Exercise task A: Print the part of the report on the Pickton trial testimony that opens with the words containing "A key witness" and closes with "to the barn.".

Text to read:
A key witness says she saw accused serial killer Robert Pickton in his barn with a female body hanging from a hook.
That is the first eyewitness testimony to put Pickton, on trial for the murders of six women from the blighted Downtown Eastside of Vancouver, together with a body.
Warning: Graphic testimony. Reader discretion advised.
Ellingsen, who turned 37 on Monday, testified Monday she went with Pickton for a drive one night. They picked up drugs and a prostitute. She described the woman as a pretty native woman with chipmunk cheeks.
After returning to the Pickton farm in Port Coquitlam, B.C., she smoked some crack and went to bed. Pickton and the prostitute went into his room.
After being awakened by a noise then seeing an unusual light, Ellingsen told the seven-man, five-woman B.C. Supreme Court jury she went to the barn.
"I kinda got sick before I got to the barn door, there was an awful smell," she said in response to questions from Crown prosecutor Mike Petrie.
In there, she saw a woman hanging "the same way (Pickton) hangs his pigs."
"I saw this body, it was hanging and uh, Willie pulled me inside around the door, walked me over to the table and he made me look. And he told me if I were to say anything, I'd be right beside her.
"This woman we had picked up; my eye level was where her feet, like her legs were -- I seen red toe nail polish. On this big shiny table, there was lots of blood. Black hair, like horse hair, kind of."

Exercise task B: Count the lines of the records that contain the word "tree", and give only that number.

Records from a data source:
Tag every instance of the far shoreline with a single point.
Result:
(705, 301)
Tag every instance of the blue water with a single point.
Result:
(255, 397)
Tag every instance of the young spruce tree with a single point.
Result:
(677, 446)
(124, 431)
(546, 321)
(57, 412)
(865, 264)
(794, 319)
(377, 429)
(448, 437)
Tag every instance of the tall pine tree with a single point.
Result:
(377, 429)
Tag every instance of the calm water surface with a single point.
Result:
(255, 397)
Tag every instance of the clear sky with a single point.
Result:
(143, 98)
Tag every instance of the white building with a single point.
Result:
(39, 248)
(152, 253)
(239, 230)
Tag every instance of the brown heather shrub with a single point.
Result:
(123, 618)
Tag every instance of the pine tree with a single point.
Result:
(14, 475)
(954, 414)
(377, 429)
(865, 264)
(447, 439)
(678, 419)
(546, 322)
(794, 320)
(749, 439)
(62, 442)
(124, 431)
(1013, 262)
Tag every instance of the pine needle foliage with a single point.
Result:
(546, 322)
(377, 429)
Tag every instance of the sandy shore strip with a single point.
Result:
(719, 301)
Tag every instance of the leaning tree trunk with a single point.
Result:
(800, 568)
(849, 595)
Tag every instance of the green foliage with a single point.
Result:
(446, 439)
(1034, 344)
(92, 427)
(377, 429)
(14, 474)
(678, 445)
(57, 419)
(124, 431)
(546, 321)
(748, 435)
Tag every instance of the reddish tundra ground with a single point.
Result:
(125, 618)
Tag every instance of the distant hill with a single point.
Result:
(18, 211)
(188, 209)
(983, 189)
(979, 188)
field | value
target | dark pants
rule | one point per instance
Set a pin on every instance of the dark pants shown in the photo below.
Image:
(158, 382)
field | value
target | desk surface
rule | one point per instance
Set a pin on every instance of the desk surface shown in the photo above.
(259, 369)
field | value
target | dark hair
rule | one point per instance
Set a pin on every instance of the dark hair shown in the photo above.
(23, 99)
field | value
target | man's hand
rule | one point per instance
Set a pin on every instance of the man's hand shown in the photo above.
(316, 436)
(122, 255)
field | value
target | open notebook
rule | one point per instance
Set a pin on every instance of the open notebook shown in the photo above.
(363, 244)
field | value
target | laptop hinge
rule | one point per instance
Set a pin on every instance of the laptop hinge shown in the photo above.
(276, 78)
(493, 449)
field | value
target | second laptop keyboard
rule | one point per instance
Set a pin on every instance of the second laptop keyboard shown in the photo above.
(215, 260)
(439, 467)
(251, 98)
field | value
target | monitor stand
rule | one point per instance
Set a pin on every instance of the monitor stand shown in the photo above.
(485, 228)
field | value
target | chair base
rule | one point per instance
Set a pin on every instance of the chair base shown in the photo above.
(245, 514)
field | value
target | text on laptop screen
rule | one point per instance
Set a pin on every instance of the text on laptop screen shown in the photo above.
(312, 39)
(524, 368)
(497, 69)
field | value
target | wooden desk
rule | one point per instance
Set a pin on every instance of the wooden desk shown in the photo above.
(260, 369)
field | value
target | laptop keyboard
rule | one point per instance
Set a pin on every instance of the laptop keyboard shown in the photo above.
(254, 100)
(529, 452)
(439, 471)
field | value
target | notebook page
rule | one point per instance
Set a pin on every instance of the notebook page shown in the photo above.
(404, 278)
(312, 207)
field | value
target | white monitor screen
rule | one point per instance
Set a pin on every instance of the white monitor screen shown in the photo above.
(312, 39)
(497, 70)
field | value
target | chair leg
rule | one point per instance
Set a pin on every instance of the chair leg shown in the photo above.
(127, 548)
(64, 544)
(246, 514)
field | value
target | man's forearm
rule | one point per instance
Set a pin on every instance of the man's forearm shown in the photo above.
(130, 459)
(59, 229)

Exercise solution A:
A key witness says she saw accused serial killer Robert Pickton in his barn with a female body hanging from a hook.
That is the first eyewitness testimony to put Pickton, on trial for the murders of six women from the blighted Downtown Eastside of Vancouver, together with a body.
Warning: Graphic testimony. Reader discretion advised.
Ellingsen, who turned 37 on Monday, testified Monday she went with Pickton for a drive one night. They picked up drugs and a prostitute. She described the woman as a pretty native woman with chipmunk cheeks.
After returning to the Pickton farm in Port Coquitlam, B.C., she smoked some crack and went to bed. Pickton and the prostitute went into his room.
After being awakened by a noise then seeing an unusual light, Ellingsen told the seven-man, five-woman B.C. Supreme Court jury she went to the barn.

Exercise solution B: 4